◆ **EXERCISE BRIEF**:
Please lay out the data below as a Markdown table with two columns, Row for the line number and Line for the text, skipping blank lines. Leave the pictures out of the table.

=== GIVEN INFORMATION ===

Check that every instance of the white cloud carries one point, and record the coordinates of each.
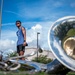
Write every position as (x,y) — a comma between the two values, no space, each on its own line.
(72,4)
(43,36)
(7,44)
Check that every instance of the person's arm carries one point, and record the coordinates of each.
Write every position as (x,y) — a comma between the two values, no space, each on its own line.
(24,34)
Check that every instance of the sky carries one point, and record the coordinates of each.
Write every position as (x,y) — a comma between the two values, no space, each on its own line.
(36,16)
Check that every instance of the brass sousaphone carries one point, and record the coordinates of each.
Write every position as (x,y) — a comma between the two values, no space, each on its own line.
(61,39)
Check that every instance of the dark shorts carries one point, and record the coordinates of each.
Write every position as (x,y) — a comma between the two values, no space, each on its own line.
(20,48)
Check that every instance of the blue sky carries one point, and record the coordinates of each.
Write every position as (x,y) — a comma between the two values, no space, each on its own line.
(36,16)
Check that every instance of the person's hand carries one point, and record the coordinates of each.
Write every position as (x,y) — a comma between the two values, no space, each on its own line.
(24,44)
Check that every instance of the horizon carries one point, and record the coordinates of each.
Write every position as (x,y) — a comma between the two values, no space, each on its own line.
(36,16)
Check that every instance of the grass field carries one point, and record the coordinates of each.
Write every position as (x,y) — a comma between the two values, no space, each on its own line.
(29,73)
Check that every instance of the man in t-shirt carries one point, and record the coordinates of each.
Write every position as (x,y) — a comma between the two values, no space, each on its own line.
(21,43)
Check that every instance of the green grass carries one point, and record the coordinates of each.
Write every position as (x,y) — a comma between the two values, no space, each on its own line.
(27,73)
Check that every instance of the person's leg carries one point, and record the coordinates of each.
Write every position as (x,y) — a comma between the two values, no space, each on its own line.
(21,54)
(21,51)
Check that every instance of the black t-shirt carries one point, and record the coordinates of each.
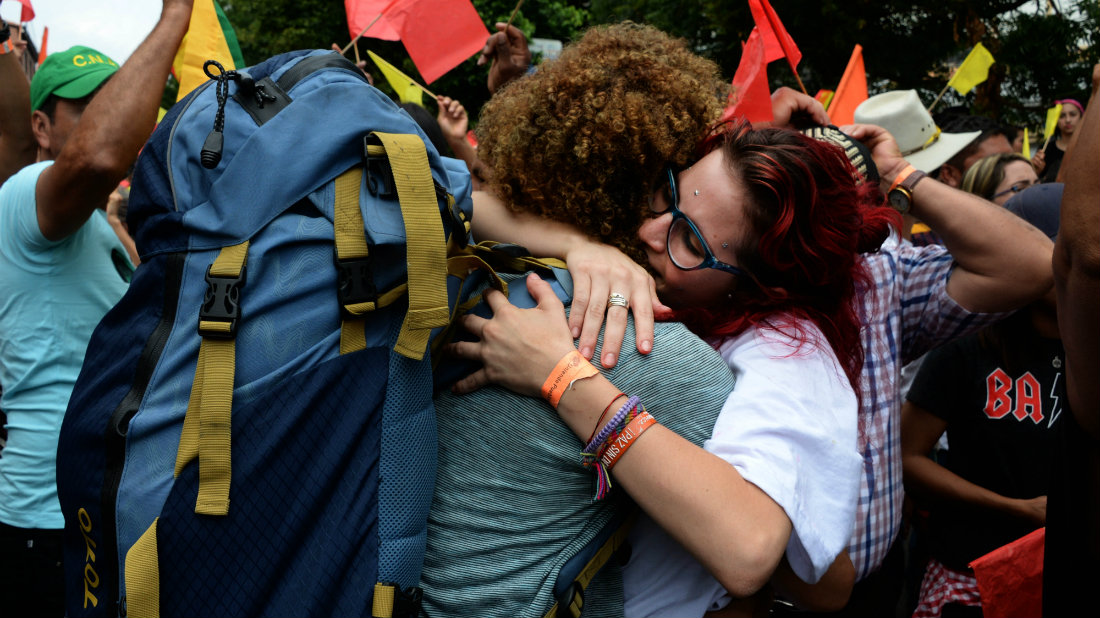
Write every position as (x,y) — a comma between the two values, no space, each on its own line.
(1000,408)
(1071,559)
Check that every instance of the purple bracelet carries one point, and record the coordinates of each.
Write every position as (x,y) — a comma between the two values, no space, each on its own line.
(612,425)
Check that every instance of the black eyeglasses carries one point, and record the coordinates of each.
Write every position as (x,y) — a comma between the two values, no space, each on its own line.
(1013,189)
(685,244)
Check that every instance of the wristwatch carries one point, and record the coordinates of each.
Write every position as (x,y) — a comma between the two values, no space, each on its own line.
(900,196)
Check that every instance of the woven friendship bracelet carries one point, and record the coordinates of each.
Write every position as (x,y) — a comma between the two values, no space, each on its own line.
(569,370)
(601,419)
(594,444)
(625,440)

===

◆ **TASK RESPONSE**:
| Row | Line |
|---|---|
| 1 | Check that every instance of the white cloud carries one point, and record the coordinates of each. |
| 2 | Write every position as (x,y) — a comma between the two values, no space, each on its own line. |
| 3 | (72,4) |
| 4 | (43,36) |
| 5 | (7,44) |
| 6 | Check that every instance of the person's arm carries one point, and record the coordinates of each. |
| 7 | Write every position as (x,y) — a comma between the two values, no space, each on its own line. |
| 8 | (24,34) |
| 9 | Check that every instance of the sky carries one point, and record the coordinates of each. |
| 10 | Write every position as (x,y) — a comma between the two values, no space, each on its own line. |
| 11 | (36,16) |
| 12 | Check that every instance of the brass sousaphone carries one point, and record the coordinates of each. |
| 13 | Write every position as (x,y) — a comma between the two values, no space, each on its own line. |
| 14 | (61,39) |
| 15 | Check that every instance of the dark shorts carries one point, and record the coordinates of each. |
| 16 | Write every position as (x,y) — a comma between the two values, no space, each on its own line. |
| 17 | (20,48) |
| 18 | Check that every instance of the blue sky carries one point, and record the coordinates of each. |
| 19 | Write every position as (x,y) — a comma between the two values, no space, each on its own line. |
| 20 | (36,16) |
| 21 | Check that every instance of the person's hand carries one point, and record the coordinates of each. |
| 22 | Write every position as (x,y) — a comma between the two values, no space, each on its own line. |
| 23 | (24,44) |
| 24 | Check that every instance of the horizon carries one point, and record the coordinates of each. |
| 25 | Write every position as (x,y) — a comma between the two values, no space, each on its own line. |
| 26 | (36,16) |
| 27 | Check that every instance of the grass field carries one point, and record the coordinates of each. |
| 28 | Write every position as (x,y) — a comma between the two values, no space, each on its own line. |
| 29 | (29,73) |
| 30 | Check that every instance of the man in t-shirt carries one point, and record the coordinates of each. |
| 31 | Write every position as (x,y) — a comma between the two values, no space, each on its own line. |
| 32 | (21,43) |
| 33 | Check that every instance of the green grass carries one point, and record the coordinates of each. |
| 34 | Write every position as (x,y) — a comma between the two values, no space, each on its own line. |
| 35 | (27,73) |
| 36 | Check that every instance of the person's leg carries one point, and record the coordinates of each. |
| 37 | Write every position as (x,y) — a comma between the two values, no space, each on its own line. |
| 38 | (21,54) |
| 39 | (21,51) |
| 40 | Check that every instance of the black t-shirt carries one point, and record the coordinates of each. |
| 41 | Write every position as (x,y) — a comma between the two values, no space, each on its own line. |
| 42 | (1000,408) |
| 43 | (1071,559) |
| 44 | Check that every instance of the purple bracelet carries one point, and record the coordinates of each. |
| 45 | Write every position as (x,y) — a comma between the two values, no space, each on its own line. |
| 46 | (612,425) |
| 47 | Check that every instance of the black eyeglasses carries one point, and record the coordinates of each. |
| 48 | Write every position as (x,y) — a comma between the two values, no space, each on its own line. |
| 49 | (1013,189) |
| 50 | (685,244) |
| 51 | Check that every instance of the wristwatch carries one point, and record the coordinates of each. |
| 52 | Write every position as (x,y) — a comma between the two values, no space, each on its own line. |
| 53 | (900,196) |
| 54 | Check that every instance of the woven friendship bracelet carries one point, and record the coordinates of each. |
| 55 | Write every position as (x,y) — a comma between the two values, no space, each on its own line. |
| 56 | (569,370) |
| 57 | (601,419) |
| 58 | (594,444) |
| 59 | (625,440) |